[Provided records Boundary: Start]

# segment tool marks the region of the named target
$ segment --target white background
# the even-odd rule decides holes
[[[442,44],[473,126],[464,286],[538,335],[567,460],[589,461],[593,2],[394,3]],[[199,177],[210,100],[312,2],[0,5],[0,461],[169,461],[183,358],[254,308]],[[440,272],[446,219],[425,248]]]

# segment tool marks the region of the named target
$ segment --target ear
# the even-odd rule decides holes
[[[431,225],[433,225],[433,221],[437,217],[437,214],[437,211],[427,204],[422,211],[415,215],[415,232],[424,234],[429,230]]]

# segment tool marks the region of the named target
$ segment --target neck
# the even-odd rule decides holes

[Provided records Boundary: End]

Exact copies of the lines from the one holding "segment --target ear" through the last line above, and only those, make up the answer.

$ segment --target ear
# the even-odd rule decides holes
[[[431,225],[433,225],[433,221],[437,217],[437,214],[437,211],[427,204],[422,211],[415,215],[415,232],[424,234],[429,230]]]

# segment tool marks the region of the named target
$ segment --target neck
# the even-odd rule decides holes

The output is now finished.